What you need to do: Reading the records below, find how many lines include the word "clicks" and give that number alone.

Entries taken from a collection
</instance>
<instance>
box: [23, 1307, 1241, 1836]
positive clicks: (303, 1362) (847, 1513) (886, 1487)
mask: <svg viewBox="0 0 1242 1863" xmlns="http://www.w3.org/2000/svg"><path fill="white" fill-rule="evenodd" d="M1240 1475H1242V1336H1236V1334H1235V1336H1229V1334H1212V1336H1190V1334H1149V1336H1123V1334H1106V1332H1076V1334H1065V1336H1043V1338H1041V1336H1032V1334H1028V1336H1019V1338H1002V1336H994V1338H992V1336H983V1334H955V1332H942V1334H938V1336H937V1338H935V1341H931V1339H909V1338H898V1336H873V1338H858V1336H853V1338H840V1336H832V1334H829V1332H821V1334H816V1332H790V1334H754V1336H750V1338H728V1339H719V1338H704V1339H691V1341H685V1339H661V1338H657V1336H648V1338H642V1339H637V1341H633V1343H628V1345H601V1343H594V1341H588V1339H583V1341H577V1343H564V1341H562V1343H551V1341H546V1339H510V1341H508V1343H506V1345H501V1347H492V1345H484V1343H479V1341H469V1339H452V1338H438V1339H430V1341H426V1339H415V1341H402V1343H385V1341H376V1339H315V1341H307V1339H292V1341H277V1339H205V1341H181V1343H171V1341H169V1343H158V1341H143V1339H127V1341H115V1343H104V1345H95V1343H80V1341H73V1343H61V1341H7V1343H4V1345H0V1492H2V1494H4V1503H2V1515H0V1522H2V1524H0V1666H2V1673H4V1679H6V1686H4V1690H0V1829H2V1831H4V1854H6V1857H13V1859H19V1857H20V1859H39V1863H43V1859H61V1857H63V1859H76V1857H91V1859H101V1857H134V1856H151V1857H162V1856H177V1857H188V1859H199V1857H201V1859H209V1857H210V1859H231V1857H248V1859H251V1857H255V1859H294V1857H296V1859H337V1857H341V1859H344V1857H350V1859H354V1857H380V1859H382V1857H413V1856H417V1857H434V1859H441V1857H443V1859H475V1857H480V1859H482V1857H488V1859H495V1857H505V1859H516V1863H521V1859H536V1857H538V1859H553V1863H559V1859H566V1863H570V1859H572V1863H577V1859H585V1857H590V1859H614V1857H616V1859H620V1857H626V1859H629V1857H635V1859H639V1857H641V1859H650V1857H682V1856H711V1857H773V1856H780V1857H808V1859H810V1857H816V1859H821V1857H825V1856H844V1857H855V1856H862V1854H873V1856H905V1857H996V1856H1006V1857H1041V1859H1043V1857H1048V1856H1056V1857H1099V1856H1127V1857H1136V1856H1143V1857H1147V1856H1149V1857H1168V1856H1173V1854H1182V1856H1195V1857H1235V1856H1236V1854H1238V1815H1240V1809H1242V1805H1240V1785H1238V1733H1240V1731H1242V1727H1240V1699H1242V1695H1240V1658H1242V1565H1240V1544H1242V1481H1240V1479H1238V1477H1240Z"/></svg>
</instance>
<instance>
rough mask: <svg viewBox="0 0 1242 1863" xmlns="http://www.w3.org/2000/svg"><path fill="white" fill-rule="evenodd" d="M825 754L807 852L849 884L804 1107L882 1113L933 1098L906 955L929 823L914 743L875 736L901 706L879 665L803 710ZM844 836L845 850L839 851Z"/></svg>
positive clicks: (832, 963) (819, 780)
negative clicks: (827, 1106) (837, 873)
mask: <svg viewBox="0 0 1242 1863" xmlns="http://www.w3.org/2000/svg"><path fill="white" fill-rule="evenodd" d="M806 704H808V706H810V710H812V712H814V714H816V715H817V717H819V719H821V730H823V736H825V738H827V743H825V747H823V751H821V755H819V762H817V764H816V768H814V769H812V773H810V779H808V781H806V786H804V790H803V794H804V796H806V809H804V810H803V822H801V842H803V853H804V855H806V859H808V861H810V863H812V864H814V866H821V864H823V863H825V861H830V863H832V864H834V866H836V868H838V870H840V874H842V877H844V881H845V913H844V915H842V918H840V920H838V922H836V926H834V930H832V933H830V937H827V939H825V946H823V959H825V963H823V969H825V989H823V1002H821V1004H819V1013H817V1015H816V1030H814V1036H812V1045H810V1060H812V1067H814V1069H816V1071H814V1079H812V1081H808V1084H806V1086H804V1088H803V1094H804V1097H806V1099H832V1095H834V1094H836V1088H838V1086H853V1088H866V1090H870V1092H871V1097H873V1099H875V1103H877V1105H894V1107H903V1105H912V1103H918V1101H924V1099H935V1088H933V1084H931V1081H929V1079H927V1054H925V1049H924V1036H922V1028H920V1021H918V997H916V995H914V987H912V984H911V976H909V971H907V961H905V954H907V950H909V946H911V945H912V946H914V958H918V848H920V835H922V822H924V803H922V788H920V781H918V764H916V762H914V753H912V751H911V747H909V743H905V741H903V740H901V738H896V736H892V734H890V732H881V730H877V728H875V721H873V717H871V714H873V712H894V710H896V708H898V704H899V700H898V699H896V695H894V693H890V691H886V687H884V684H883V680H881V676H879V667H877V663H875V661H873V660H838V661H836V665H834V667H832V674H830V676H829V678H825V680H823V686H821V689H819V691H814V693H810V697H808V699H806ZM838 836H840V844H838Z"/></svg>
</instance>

Answer for the task: 3